(What is needed):
Rewrite the records below, substituting "prompt" for each occurrence of "query" and leaving everything else unchanged. Omit the pictures from your answer.

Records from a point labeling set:
####################

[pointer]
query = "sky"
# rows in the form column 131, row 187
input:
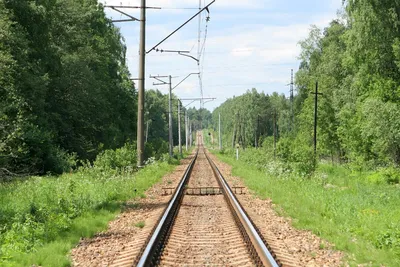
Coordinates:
column 248, row 44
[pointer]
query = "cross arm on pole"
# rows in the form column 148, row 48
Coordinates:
column 180, row 27
column 184, row 79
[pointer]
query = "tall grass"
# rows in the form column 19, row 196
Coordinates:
column 357, row 211
column 49, row 214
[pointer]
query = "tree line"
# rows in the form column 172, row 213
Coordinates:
column 356, row 61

####################

(Output of the task):
[pointer]
prompt = "sky"
# rows in the form column 131, row 187
input:
Coordinates:
column 248, row 44
[pointer]
prompt = "cross arm on pole"
# rows in the form column 148, row 48
Coordinates:
column 180, row 27
column 184, row 79
[pointer]
prompt = "tall grass"
# rows in the form column 19, row 196
Coordinates:
column 357, row 211
column 49, row 214
[pointer]
prompt = "tree line"
# rows in the form column 172, row 213
Coordinates:
column 356, row 61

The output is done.